§ What is expected:
Copy the data that follows exactly. Include no pictures.

§ Task input:
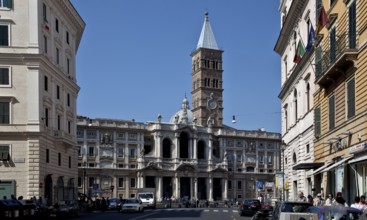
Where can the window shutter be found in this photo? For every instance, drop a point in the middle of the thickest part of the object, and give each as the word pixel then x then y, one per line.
pixel 331 112
pixel 351 98
pixel 8 3
pixel 317 122
pixel 318 57
pixel 352 25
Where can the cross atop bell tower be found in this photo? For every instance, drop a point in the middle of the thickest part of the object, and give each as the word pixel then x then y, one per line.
pixel 207 82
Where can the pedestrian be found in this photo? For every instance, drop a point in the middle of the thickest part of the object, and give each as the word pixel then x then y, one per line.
pixel 339 200
pixel 318 201
pixel 301 197
pixel 310 199
pixel 330 200
pixel 357 204
pixel 363 199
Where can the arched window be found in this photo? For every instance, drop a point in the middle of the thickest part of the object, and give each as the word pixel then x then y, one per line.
pixel 201 150
pixel 167 148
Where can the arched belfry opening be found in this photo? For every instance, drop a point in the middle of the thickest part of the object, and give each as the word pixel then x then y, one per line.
pixel 184 145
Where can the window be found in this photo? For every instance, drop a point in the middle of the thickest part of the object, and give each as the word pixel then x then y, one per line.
pixel 68 65
pixel 351 109
pixel 58 122
pixel 120 152
pixel 69 127
pixel 57 56
pixel 332 54
pixel 352 26
pixel 90 151
pixel 132 182
pixel 45 44
pixel 6 3
pixel 58 92
pixel 67 37
pixel 44 10
pixel 46 117
pixel 4 152
pixel 4 76
pixel 57 25
pixel 46 83
pixel 317 118
pixel 331 112
pixel 121 182
pixel 4 112
pixel 47 155
pixel 4 35
pixel 132 153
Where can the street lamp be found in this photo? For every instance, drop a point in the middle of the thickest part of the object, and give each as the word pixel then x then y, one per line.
pixel 283 147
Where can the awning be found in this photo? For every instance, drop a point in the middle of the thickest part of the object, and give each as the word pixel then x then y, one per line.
pixel 357 159
pixel 321 169
pixel 307 165
pixel 338 163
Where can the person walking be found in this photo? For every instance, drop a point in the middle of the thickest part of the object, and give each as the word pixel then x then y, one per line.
pixel 318 201
pixel 301 197
pixel 330 200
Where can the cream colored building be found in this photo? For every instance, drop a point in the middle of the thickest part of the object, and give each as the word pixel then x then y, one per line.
pixel 38 91
pixel 193 154
pixel 297 78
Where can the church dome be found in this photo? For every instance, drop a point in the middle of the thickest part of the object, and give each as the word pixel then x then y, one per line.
pixel 184 116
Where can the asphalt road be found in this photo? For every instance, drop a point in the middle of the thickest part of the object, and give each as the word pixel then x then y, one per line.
pixel 167 214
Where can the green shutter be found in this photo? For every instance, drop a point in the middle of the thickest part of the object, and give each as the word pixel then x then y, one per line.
pixel 331 112
pixel 317 123
pixel 351 98
pixel 8 3
pixel 352 25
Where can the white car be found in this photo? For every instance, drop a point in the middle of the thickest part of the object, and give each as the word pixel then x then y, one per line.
pixel 132 205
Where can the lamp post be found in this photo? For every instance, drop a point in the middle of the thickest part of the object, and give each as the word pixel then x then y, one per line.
pixel 283 147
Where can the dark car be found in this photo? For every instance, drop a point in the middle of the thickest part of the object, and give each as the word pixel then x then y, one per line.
pixel 293 210
pixel 249 207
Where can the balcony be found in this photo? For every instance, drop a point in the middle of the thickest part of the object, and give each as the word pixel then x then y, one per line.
pixel 336 60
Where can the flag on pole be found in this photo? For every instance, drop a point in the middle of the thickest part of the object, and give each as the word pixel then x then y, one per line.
pixel 299 53
pixel 311 39
pixel 323 19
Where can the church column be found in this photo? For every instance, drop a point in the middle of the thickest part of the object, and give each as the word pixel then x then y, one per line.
pixel 160 187
pixel 210 179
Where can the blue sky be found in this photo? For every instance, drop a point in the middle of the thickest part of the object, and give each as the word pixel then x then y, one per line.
pixel 134 58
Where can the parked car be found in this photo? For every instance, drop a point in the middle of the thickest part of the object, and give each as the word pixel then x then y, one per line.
pixel 113 203
pixel 338 212
pixel 249 207
pixel 66 208
pixel 132 205
pixel 293 210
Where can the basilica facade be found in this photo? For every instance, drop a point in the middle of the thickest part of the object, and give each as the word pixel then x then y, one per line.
pixel 193 154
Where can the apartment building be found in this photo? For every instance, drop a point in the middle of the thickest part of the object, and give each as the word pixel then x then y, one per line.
pixel 295 46
pixel 193 154
pixel 38 90
pixel 340 97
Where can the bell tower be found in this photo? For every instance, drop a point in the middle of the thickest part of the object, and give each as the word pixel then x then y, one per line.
pixel 207 82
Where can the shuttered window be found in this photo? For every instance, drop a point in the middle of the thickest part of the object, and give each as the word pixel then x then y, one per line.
pixel 4 113
pixel 331 112
pixel 4 35
pixel 352 25
pixel 317 123
pixel 351 98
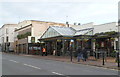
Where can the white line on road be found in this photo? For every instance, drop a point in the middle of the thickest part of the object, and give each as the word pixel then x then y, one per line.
pixel 14 61
pixel 57 73
pixel 32 66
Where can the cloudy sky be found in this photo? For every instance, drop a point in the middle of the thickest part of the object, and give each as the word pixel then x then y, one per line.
pixel 79 11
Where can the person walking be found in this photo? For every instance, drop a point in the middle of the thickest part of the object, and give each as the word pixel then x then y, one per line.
pixel 43 51
pixel 79 54
pixel 84 54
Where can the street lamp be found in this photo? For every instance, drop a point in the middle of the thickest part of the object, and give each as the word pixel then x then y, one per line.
pixel 71 49
pixel 118 41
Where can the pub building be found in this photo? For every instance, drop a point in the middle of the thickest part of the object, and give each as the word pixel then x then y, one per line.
pixel 62 39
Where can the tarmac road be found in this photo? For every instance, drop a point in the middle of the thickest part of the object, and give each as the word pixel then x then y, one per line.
pixel 24 65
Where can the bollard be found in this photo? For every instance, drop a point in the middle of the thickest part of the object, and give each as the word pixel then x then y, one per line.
pixel 71 55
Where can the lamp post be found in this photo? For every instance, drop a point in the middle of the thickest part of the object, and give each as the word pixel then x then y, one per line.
pixel 118 41
pixel 71 49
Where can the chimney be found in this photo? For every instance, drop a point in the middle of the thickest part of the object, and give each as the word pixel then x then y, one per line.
pixel 67 24
pixel 79 24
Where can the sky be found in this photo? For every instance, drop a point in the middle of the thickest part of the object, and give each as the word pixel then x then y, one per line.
pixel 73 11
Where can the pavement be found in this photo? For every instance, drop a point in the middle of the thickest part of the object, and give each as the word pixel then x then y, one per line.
pixel 45 65
pixel 110 62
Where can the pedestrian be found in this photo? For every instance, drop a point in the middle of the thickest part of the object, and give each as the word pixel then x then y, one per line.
pixel 84 54
pixel 79 54
pixel 54 52
pixel 43 51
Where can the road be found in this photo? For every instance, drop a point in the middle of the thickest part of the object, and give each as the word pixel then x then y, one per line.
pixel 24 65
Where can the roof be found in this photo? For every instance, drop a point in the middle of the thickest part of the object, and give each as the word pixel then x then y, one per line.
pixel 83 31
pixel 64 30
pixel 54 31
pixel 83 26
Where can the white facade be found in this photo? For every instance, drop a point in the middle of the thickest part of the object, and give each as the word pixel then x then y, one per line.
pixel 107 27
pixel 7 35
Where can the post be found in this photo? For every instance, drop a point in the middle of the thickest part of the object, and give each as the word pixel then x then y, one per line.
pixel 118 31
pixel 71 52
pixel 103 58
pixel 71 49
pixel 118 59
pixel 118 41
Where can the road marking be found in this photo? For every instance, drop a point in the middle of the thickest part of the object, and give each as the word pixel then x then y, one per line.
pixel 14 61
pixel 57 73
pixel 31 66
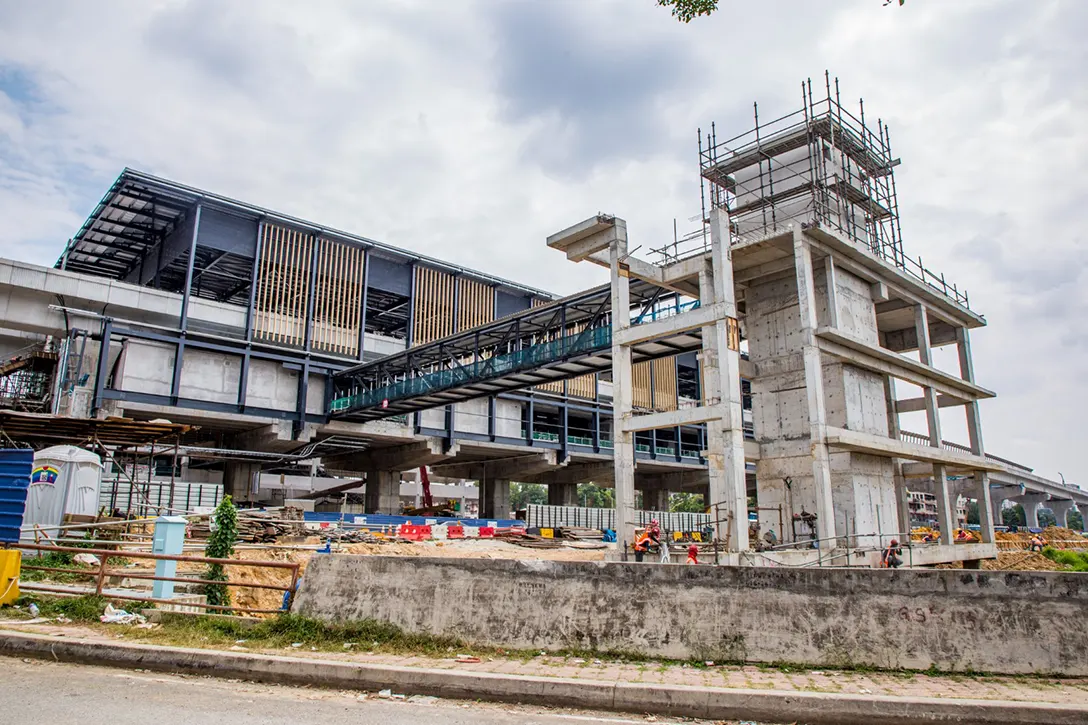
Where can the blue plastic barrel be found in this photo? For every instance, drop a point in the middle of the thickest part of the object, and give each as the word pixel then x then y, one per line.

§ Response below:
Where can the window shutter be found in this photo? For every instance, drop a point in the middle of the thickest part of the object, and give each as the word pixel then x then y, one per line.
pixel 331 112
pixel 351 98
pixel 8 3
pixel 317 122
pixel 318 57
pixel 352 25
Where can the cross atop bell tower be found in this photo? For every instance, drop a point in the middle of the thickest part of the object, and give each as the word pixel then x then y, one per line.
pixel 207 82
Where can the pedestrian be found in this photo? For every instance, drop a point in the middle of the thickest part of the object, and give each as the word pixel then x then y, one per line.
pixel 339 200
pixel 318 201
pixel 301 197
pixel 310 199
pixel 330 200
pixel 357 204
pixel 363 199
Where can the arched window be found in this photo? For every instance, drop a point in the middle of the thickest part of the object, and give each as the word pixel then x then y, one per line.
pixel 201 150
pixel 167 148
Where can the arched belfry opening be found in this photo? For every instance, drop a point in the middle of the thickest part of the object, and give each as the word pixel then x then y, one per line.
pixel 184 145
Where can the window be found in this photo? For every instance, drop a point in the middle of the thickest part of the object, and give each as the word pixel then x then y, one per line.
pixel 68 65
pixel 351 109
pixel 58 122
pixel 120 152
pixel 69 127
pixel 57 56
pixel 332 54
pixel 352 26
pixel 90 151
pixel 132 182
pixel 45 44
pixel 6 3
pixel 58 92
pixel 67 37
pixel 44 10
pixel 46 117
pixel 4 152
pixel 4 76
pixel 57 25
pixel 46 83
pixel 317 118
pixel 331 112
pixel 121 182
pixel 4 112
pixel 47 155
pixel 4 35
pixel 132 153
Where can the street lamp be found in this photo? For every instance, drop a point in the middle of the thickest part of the object, and give each as the word pixel then x then y, one per line.
pixel 283 147
Where can the awning be found in this photo? For every instance, drop a point in the middle of the thickest part of the object, and give each as the word pixel then x then y, one per line.
pixel 357 159
pixel 321 169
pixel 307 165
pixel 338 163
Where can the person walking be found in this photo? For every instance, drop a point in the middle of the thickest part of the object, and give each as the word pixel then x then y, one per line.
pixel 318 201
pixel 301 197
pixel 330 200
Where can the cream colored building be found in this photo? For every instance, drop a point in the middle of the thickest part of the object, and give each as the word pixel then x then y, one per line.
pixel 38 91
pixel 193 154
pixel 297 78
Where can the church dome be found in this photo? For every instance, drop a point in the middle of the thickest part of the object, and give each as the word pixel then x then y, one per line.
pixel 184 116
Where can the asphalt road be found in this photo? For every instance, drop a point in the middle of the thickest part of the object, and give each as the word pixel then x then y, one per line.
pixel 167 214
Where can the green shutter be found in this photo? For every instance, drop a point in the middle of the thickest part of the object, and give each as the word pixel then x then y, one per line.
pixel 331 112
pixel 317 123
pixel 351 98
pixel 8 3
pixel 352 25
Where can the white car be found in this photo? For every instance, drop a point in the middle of the thickest part of the object, and give each as the word pixel then x then y, one per line.
pixel 132 205
Where can the lamp post be found in this photo? For every instance, drop a point in the middle of the thickest part of the object, and give each as the word pixel then x then y, one per line.
pixel 283 147
Where can the dark car be found in this photo? For every instance, drop a point in the middle of the thickest part of the object, and give each as the word pixel then x then y, one per line.
pixel 293 210
pixel 249 207
Where can the balcony be found in this photo? For every instance, drop a point in the middle of the thickest part of the object, and give each as the word pixel then x then y, one per line.
pixel 336 60
Where can the flag on pole be found in this photo? For every instance, drop a point in the middle of the thickest part of the object, and give each as the word pixel then x then y, one per line.
pixel 299 53
pixel 311 39
pixel 323 19
Where can the church column be found in this photo? For every instance, drop a point in the middle of the thickest part of the object, and give each as the word pixel then x then y, one per line.
pixel 160 187
pixel 210 179
Where can the blue sky be found in this photo? For every instance, drop a point in the middle of the thickest part of the object, and give each as the word pixel then x then y, one per line.
pixel 134 58
Where can the parked car be found in this photo? For every instance, drop a point in the middle of the thickest part of the object, and give each as the word pixel then x then y, one per line.
pixel 113 203
pixel 338 212
pixel 249 207
pixel 66 208
pixel 132 205
pixel 293 210
Where can the basilica facade be found in this photo? For every instance, drop a point in the middle of the thickest part of the object, and give each as the word pixel then x then y, one per line.
pixel 193 154
Where can the apartment building be found in this photo? For every instance, drop a point in the middle of the thickest part of the object, and give each as the word pixel then x then y, one per line.
pixel 295 46
pixel 193 154
pixel 38 90
pixel 340 97
Where can the bell tower be found in this photo? For every instance, drop a point in the middle of the thickest part of the object, and give each as the word pixel then x then y, one per line.
pixel 207 82
Where can the shuttered window be found in this photo? For every instance, drop a point in the middle of the thickest part of the object, and give each as the word pixel then x then y, one per line.
pixel 4 113
pixel 331 112
pixel 4 35
pixel 352 25
pixel 317 123
pixel 351 98
Where can the white line on road be found in this photo? For every instance, drop a point in the middle of the thickest part of the object, and give each as the word pixel then x then y, one per line.
pixel 14 61
pixel 57 73
pixel 32 66
Where can the cloudy sky be found in this photo? For every instance, drop a point in the middle of the thickest part of the object, and give each as the word pixel then x then y, one per line.
pixel 79 11
Where can the person walking be found in this photo? For every instance, drop a point in the middle of the thickest part of the object, and give each as the word pixel then x then y, one per line.
pixel 43 51
pixel 79 54
pixel 84 54
Where can the street lamp be found in this photo? For every instance, drop a point in the middle of the thickest part of the object, and give each as the word pixel then x then y, one per line.
pixel 71 49
pixel 118 41
Where can the pub building be found in this photo? For every instance, drop a point in the middle of the thickest part of the object, and give each as the word pixel then x then y, one per line.
pixel 62 39
Where can the tarmac road be found in this photo? For every instance, drop a point in the middle of the thickest part of the object, and give each as the word pixel then x then y, one per line.
pixel 24 65
Where can the bollard be found in this photo? For every instance, drop a point in the middle of the thickest part of the object, and give each as the word pixel then x then y, one per line.
pixel 71 55
Where can the lamp post be found in this photo? For every instance, drop a point in the middle of the thickest part of the object, and give each as the word pixel then x then y, one per line.
pixel 118 41
pixel 71 49
Where can the chimney be found in this photo? For every instance, drop a point in the middle of the thickest part of the object, and give each as the word pixel then x then y, one per line.
pixel 67 24
pixel 79 24
Where can the sky be found in this photo? For every instance, drop a point in the middle of the thickest part of the object, and give each as the word pixel then x then y, one per line.
pixel 73 11
Where can the pavement be found in this photo? For every instance, drop a point in the middle of the thickest part of the object, and give each as the word pixel then x then y, one per line.
pixel 45 65
pixel 110 62
Where can the pedestrian be found in this photo? For every instance, drop a point in the middle of the thickest part of the object, and give each as the word pixel then x then y, one per line.
pixel 84 54
pixel 79 54
pixel 54 52
pixel 43 51
Where can the road be found in this photo? For every instance, drop a point in the middle of the thickest part of the object, and give each as the word pixel then x then y, one per line.
pixel 24 65
Where can the roof be found in this photo? For every instance, drop a point in the middle of the thickest part of the object, and give each as the word pixel then x then y, one per line.
pixel 83 31
pixel 64 30
pixel 54 31
pixel 83 26
Where can the white facade be found in this photo? For every instance, drop a point in the middle of the thickest part of the object, and give each as the word pixel then x then y, one per line.
pixel 107 27
pixel 7 35
Where can the post be found in this photo? For every instance, drop a point in the middle of the thickest part of the object, and give each as the word pixel then x then y, one per line.
pixel 118 31
pixel 71 52
pixel 103 58
pixel 71 49
pixel 118 59
pixel 118 41
Where can the road marking be found in this photo? For every instance, drop a point in the middle of the thickest part of the object, and give each as the word pixel then x then y, one per line.
pixel 14 61
pixel 57 73
pixel 31 66
Where can the blue plastic barrel be found in this photo? For every instance, drop a point in the middle of the thickest part of the object, and give each as the word pixel then x then y, one per line.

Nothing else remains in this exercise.